> [EXCERPT TO READ]
== Segment start ==

Ann Arbor’s Tobacco Ban for Minors: A Word Collage

Welcome to 2017! In addition to having a narcissist president who tricked people into thinking they’d get their jobs back, residents of Ann Arbor under age 21 are now legally forbidden to buy tobacco products effective 2017. (The post-apocalyptic dystopian Hellscape of America is materializing at a chipper clip.)

The Age of Maturity Act maintains that a person’s simple decision to purchase tobacco and beginning the slow corruption of their once-buoyant, youthful body is restricted to those aged 21 and over. (Paraphrasing here, of course.)

Hoping to promote a healthier lifestyle, Dr. Jessie Kimbrough Marshall, the medical director of Washtenaw County Public Health, believes, “the law will save lives” and prevent tobacco addiction.

However, many Ann Arborites have taken flooded our public colloquium (i.e. MLive’s comment section) to express concern that the ordinance discourages independent thinking as the liberal nanny state’s final knell. Does not a profound nicotine addiction cultivated over many years constitute a discouragement of independent thinking?

== Segment end ==

> [DIRECTIONS]
Write out the stretch of the Ann Arbor tobacco ban piece from "Ann Arbor’s Tobacco" through "a chipper clip.)", swapping "2017" for "2018". The data that comes next is from a separate source, unrelated to this piece.

> [DATA SECTION]
== Segment start ==

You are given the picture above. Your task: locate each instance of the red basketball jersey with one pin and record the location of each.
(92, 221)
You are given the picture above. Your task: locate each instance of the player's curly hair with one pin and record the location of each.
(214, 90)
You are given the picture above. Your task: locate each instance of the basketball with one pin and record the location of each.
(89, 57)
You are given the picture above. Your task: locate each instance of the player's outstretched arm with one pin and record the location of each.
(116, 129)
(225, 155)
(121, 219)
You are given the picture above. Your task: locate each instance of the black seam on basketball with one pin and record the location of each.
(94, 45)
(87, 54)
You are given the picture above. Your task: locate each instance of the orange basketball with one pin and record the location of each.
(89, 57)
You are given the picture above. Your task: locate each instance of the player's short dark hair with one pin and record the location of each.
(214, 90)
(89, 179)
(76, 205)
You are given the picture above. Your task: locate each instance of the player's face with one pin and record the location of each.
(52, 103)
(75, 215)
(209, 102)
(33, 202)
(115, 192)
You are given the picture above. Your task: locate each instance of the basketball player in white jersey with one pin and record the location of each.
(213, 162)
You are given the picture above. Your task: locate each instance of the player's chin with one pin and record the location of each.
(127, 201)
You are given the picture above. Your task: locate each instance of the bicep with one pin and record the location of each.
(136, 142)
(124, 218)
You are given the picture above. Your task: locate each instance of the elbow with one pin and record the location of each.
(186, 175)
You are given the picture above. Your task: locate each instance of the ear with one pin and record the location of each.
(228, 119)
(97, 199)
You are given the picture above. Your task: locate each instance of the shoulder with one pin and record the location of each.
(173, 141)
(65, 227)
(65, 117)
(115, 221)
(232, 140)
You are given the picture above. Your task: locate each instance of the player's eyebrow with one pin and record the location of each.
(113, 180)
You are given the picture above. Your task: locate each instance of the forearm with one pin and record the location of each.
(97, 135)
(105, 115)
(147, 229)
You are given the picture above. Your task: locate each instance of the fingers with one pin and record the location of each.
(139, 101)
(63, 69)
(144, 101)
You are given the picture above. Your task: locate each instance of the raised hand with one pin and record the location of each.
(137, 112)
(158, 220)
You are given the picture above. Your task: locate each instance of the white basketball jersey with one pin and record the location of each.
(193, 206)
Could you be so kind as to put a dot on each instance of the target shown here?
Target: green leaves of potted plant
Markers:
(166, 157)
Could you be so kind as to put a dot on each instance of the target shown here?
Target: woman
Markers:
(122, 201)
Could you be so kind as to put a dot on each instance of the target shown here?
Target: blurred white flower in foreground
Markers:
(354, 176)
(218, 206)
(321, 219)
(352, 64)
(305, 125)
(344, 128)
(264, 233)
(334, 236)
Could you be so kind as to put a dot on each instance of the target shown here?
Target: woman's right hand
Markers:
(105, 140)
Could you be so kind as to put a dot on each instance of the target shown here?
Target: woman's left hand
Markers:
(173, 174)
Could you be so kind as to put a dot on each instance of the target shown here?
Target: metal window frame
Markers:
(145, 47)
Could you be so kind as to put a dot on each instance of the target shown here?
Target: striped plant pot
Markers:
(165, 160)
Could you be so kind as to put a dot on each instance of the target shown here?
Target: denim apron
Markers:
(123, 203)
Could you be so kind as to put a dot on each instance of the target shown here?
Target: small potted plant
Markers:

== Segment end ==

> [COMPLETED TASK]
Ann Arbor’s Tobacco Ban for Minors: A Word Collage

Welcome to 2018! In addition to having a narcissist president who tricked people into thinking they’d get their jobs back, residents of Ann Arbor under age 21 are now legally forbidden to buy tobacco products effective 2018. (The post-apocalyptic dystopian Hellscape of America is materializing at a chipper clip.)